(Excerpts from a dataset on object pointing)
######

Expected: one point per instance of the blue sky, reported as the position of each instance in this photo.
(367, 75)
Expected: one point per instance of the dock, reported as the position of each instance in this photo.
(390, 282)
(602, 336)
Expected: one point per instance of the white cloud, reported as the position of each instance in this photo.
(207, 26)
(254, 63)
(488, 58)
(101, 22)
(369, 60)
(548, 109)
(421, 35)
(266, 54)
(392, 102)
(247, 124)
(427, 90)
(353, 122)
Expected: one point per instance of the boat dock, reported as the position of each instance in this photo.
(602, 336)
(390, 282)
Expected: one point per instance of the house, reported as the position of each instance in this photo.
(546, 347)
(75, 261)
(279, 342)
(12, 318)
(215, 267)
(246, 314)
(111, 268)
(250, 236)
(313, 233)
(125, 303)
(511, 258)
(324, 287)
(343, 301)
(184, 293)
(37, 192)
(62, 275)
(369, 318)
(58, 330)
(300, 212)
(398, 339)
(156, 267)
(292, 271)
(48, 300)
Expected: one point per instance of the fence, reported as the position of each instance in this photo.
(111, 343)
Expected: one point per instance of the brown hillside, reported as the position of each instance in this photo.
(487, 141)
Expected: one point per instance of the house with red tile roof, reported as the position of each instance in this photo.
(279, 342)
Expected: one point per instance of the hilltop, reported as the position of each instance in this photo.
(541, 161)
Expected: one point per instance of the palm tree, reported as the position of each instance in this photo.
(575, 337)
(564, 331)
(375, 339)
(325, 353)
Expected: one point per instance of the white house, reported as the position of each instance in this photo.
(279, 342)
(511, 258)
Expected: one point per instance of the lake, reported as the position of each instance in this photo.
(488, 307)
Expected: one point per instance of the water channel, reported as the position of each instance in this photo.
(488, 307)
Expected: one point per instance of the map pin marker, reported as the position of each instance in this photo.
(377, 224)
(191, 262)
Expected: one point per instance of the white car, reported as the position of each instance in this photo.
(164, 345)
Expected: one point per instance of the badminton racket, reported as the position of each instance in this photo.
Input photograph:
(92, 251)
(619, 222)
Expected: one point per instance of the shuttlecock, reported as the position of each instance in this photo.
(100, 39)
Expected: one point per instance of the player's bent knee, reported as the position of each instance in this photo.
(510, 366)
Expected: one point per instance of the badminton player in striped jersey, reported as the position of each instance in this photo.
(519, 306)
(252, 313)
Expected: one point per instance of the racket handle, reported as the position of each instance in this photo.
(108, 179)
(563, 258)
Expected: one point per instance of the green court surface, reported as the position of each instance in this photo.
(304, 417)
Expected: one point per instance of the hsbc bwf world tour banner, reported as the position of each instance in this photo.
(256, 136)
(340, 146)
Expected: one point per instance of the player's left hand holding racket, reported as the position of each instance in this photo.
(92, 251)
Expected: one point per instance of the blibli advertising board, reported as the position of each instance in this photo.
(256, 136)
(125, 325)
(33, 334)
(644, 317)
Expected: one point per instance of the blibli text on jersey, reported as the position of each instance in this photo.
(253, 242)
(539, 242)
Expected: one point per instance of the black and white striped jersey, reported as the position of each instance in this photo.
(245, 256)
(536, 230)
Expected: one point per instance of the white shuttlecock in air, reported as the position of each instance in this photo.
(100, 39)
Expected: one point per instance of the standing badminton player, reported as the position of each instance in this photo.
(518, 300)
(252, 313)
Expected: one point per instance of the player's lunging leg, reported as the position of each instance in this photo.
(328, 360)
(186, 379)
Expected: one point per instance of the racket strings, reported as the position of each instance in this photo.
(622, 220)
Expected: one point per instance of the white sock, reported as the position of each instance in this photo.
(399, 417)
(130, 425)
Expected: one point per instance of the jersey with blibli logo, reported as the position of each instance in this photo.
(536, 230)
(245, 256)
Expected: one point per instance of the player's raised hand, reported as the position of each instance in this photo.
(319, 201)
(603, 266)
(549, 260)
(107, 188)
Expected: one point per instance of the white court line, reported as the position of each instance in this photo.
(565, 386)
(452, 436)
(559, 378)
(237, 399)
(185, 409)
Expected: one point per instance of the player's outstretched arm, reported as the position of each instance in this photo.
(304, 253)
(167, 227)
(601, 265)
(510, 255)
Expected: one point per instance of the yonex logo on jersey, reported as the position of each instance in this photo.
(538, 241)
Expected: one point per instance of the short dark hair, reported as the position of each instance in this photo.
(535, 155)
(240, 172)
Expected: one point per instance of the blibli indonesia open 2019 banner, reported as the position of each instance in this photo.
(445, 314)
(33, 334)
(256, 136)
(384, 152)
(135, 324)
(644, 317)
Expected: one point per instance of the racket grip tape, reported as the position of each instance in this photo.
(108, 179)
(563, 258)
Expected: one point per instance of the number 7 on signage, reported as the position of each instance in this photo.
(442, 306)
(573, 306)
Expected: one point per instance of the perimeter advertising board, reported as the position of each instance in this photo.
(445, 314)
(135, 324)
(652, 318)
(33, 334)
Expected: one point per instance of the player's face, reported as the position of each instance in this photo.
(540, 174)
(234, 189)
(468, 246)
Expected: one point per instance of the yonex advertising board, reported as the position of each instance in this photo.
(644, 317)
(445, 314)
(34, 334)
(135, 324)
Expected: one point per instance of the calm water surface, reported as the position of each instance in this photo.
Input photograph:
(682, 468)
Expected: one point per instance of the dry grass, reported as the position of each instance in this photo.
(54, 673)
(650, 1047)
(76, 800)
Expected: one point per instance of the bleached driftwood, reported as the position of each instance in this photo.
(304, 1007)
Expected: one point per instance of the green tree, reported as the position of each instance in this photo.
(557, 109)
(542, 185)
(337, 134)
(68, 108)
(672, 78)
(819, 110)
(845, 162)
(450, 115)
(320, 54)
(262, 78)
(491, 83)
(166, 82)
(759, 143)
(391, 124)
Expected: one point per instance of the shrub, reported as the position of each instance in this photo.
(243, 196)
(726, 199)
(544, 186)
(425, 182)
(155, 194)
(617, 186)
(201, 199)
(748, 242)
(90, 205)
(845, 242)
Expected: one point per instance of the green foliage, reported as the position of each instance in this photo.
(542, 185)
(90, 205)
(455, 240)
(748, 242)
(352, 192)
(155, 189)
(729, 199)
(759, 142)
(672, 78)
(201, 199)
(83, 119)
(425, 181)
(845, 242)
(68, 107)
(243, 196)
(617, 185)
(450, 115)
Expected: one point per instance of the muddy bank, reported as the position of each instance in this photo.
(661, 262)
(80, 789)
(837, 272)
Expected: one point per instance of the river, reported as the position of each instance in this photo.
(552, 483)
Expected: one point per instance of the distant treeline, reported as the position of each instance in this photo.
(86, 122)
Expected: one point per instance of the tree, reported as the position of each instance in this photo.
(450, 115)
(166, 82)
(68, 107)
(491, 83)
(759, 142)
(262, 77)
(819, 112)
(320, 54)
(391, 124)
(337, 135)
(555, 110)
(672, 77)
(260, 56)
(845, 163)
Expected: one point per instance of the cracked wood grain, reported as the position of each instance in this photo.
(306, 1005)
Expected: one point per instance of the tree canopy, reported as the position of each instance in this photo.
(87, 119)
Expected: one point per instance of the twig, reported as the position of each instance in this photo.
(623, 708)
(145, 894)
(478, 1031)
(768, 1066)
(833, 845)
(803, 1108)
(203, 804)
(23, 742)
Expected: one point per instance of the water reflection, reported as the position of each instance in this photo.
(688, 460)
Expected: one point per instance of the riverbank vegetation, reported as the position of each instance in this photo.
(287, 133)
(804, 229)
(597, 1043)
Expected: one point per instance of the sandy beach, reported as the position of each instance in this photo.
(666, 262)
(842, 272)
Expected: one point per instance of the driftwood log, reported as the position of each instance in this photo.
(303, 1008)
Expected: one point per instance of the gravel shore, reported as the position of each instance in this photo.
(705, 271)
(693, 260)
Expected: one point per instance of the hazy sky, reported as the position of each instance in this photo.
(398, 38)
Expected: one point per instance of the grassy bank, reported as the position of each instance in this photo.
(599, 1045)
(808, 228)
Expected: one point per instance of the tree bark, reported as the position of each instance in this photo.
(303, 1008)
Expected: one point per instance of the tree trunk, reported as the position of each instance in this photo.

######

» THE EXERCISE
Return unchanged the part of the records that starts with the line containing "Expected: one point per instance of the hazy" and continues through the end of the records, including both the starting line and the final line.

» RESPONSE TO THIS EXERCISE
Expected: one point per instance of the hazy sky, reported as the position of each instance in this photo.
(398, 38)
Expected: one point per instance of the grassy bank, reported as the position of each instance in this photo.
(599, 1045)
(808, 228)
Expected: one point per instance of the tree bark, reported as the position of each instance in this photo.
(303, 1008)
Expected: one point per instance of the tree trunk, reported as the position of each instance in this photo.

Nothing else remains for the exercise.